- **Extract to read**
• BLACK PHOSPHORUS: THE NEW GRAPHENE?


    Materials World magazine,3 Oct 2015
     

    Black phosphorus is coming to prominence in the field of 2D materials, as Simon Frost reports.

    A research team at Pohang University of Science and Technology (POSTECH), South Korea, has formed a tuneable band gap in the 2D material black phosphorus (BP) that could make it suitable for flexible electronic and optoelectronic devices.

    BP is made by heating red phosphorus – the material used for the head of a match – at high pressure. In its single layer form it is known as phosphorene, and is arranged in a honeycomb atomic structure similar to that of graphene.

    But there is a key difference between the two materials – while BP has a natural band gap, graphene, in its pristine state, has a band gap of zero. POSTECH Professor Keun Su Kim, explains, ‘Because of this, one can flow current in graphene very efficiently, but it is extremely difficult to switch off this conduction.’ This inflexibility makes graphene a difficult candidate for semiconducting materials, which require their conductivity to be switched on or off. ‘Researchers have tried to open a band gap in graphene, but so far it turns out to be difficult without degrading the material’s quality’, says Kim.

    Antonios Oikonomou, Research Associate at the University of Manchester’s National Graphene Institute, UK, says of graphene’s band gap issue, ‘Indeed, pristine graphene faces challenges in its application in digital electronics (logic transistors) due to its zero band gap. This is responsible for the low on/off non-zero off state drain current in graphene field-effect transistors, which leads to considerable power dissipation.’

    But graphene’s band gap issue, he says, does not make it as unworkable as one might think. ‘Over the past years, a number of band gap engineering strategies have been explored successfully, such as quantum confinement (graphene nanoribbons and graphene quantum dots), substrate-induced band gap, molecular doping/charge transfer methods and selective chemical functionalisation.’

    Inspired by graphene

    Professor Kim’s team had another idea for creating a highly conductive material that could work as a semiconductor. ‘The alternative approach to this problem is to start with a 2D semiconductor with a natural band gap and then modify its properties similar to that of graphene.’

    The team opted for black phosphorus. ‘The honeycomb structure of black phosophorus is regularly puckered. This makes it highly susceptible to external perturbations such as strain and electric field. We deposited potassium atoms on the surface of black phosphorus to induce a strong electric field nearby, and this applied electric field changed the distribution of electrons.’ When the band gap approached zero, the researchers observed Dirac semimetal state – the unique quantum state of matter responsible for graphene’s high conductivity – and therefore achieved a tuneable band gap in black phosphorus. ‘This means that one can induce the important properties of graphene into another 2D material that is more flexible,’ says Kim.

- **Information given**
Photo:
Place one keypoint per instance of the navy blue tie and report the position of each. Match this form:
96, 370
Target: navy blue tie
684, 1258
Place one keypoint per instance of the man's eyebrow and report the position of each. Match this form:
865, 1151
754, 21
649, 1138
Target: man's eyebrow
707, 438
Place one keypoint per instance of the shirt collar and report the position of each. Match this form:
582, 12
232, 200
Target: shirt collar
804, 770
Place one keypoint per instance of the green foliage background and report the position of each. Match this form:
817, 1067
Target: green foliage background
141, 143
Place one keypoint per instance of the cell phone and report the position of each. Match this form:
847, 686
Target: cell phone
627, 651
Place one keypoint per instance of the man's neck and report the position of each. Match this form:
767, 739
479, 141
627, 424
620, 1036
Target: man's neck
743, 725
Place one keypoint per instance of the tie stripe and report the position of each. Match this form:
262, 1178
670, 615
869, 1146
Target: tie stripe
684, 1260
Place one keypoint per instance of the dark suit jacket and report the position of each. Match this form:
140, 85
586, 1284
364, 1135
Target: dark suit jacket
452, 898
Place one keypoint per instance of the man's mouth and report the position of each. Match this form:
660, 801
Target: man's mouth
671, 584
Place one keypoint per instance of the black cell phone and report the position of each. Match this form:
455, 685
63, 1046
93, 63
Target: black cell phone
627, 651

==

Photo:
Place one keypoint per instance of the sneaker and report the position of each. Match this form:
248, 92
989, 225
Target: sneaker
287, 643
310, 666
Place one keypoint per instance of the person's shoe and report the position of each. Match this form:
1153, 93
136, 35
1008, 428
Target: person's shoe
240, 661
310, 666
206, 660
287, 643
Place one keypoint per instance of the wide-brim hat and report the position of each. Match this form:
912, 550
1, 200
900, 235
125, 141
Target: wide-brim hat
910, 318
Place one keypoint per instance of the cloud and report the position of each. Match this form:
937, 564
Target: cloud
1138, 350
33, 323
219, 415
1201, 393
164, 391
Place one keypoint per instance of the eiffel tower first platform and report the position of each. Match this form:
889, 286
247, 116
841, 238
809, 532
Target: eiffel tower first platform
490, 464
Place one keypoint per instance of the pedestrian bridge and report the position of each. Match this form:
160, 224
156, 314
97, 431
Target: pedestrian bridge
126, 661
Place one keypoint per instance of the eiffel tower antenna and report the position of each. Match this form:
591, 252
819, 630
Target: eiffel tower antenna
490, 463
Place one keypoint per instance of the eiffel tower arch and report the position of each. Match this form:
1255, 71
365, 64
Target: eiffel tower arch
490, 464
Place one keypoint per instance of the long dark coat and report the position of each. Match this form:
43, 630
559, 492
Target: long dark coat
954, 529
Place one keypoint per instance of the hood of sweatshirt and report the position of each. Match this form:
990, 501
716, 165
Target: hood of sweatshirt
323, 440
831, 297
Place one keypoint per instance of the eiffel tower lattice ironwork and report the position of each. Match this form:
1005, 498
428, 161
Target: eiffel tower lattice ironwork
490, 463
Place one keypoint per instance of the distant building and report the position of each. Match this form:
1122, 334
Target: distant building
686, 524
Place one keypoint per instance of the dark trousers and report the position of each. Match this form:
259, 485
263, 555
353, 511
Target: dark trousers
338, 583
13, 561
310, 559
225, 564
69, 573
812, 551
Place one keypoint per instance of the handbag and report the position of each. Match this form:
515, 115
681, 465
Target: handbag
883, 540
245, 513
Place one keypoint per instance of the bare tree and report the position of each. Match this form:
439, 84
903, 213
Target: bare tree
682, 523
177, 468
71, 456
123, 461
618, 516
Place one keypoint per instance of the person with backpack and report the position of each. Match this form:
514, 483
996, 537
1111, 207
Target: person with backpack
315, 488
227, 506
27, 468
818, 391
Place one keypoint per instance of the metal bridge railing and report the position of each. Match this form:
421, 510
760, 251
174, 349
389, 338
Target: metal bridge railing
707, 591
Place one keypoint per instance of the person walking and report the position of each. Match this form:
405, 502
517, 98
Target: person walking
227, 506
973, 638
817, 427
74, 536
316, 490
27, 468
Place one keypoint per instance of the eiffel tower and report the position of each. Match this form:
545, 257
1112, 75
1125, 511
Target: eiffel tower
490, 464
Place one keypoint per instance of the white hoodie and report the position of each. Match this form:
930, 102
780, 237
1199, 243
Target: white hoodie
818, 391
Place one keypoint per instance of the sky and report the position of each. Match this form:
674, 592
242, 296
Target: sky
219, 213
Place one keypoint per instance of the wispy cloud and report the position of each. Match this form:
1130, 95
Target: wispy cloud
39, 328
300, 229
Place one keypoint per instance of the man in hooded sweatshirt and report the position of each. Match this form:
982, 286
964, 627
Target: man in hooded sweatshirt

- **Exercises**
1. Using the black phosphorus article, decide whether each statement below agrees with it. Answer yes or no for each and quote the deciding words exactly.
(a) Black phosphorus is produced by heating red phosphorus at high pressure.
(b) Graphene in its pristine state has a natural band gap.
(c) Kim's team deposited sodium atoms on the surface of black phosphorus.
2. Continue the article on black phosphorus and graphene, starting right after its final sentence.

- **Outputs in order**
1.
(a) Yes: "BP is made by heating red phosphorus – the material used for the head of a match – at high pressure."
(b) No: "graphene, in its pristine state, has a band gap of zero."
(c) No: "We deposited potassium atoms on the surface of black phosphorus"

2.
    Rise in patents

    While researchers are now inducing the properties of graphene in other 2D materials, graphene remains the popular leader in the field. The number of international patent applications involving graphene published by the World Intellectual Property Organization has risen from 22 in 2005 to 4,051 in 2014. Nick Braddon, a patent attorney specialising in materials science and metallurgy for Barker Brettell, UK, says, ‘The applications for graphene that are attracting the most significant R&D interest appear to be in the fields of semiconductor devices, electric solid state devices and processes or means – for example, betteries, for the direct conversion of chemical energy into electrical energy. Perhaps, therefore, we can expect to see graphene and other 2D materials being used in these technology areas before long.’

    But Braddon also notes that graphene’s popularity may have somewhat skewed the figures relating to patents. ‘The ongoing interest in graphene as a “wonder material” may have made it something of a buzzword, which will have been included in some patent applications as a possible (potentially speculative) variation of an invention, as opposed to graphene being at the core of the invention.’

    A surge ahead?

    Of wide reports that the POSTECH research signals a 'surge ahead' of graphene by BP, Oikonomou says, ‘I would like to stress that there is no competition but rather two different opportunities. Both graphene and phosphorene derive from the family of layered materials – some people even speak of 500 different ones. All of these materials, and their 2D allotropes, could enable a new approach to an application’s design process by combining their unique properties through heterostructures.’ This approach is being used to control BP's high reactivity with oxygen by researchers at the Hong Kong University of Science and Technology by sandwiching few-layer BP between sheets of hexagonal boron nitride.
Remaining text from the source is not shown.